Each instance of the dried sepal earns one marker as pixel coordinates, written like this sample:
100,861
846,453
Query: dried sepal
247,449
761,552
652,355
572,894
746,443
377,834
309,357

• Problem
Rewrite the rows with every "dried sepal" replaced by "wilted petal", keeping everything else the same.

• Final result
Each instance of the wilted petal earns one marker as pixel coordinates, written like this sample:
100,861
846,453
Query: wilted petal
247,449
761,552
652,355
572,894
746,443
377,834
309,357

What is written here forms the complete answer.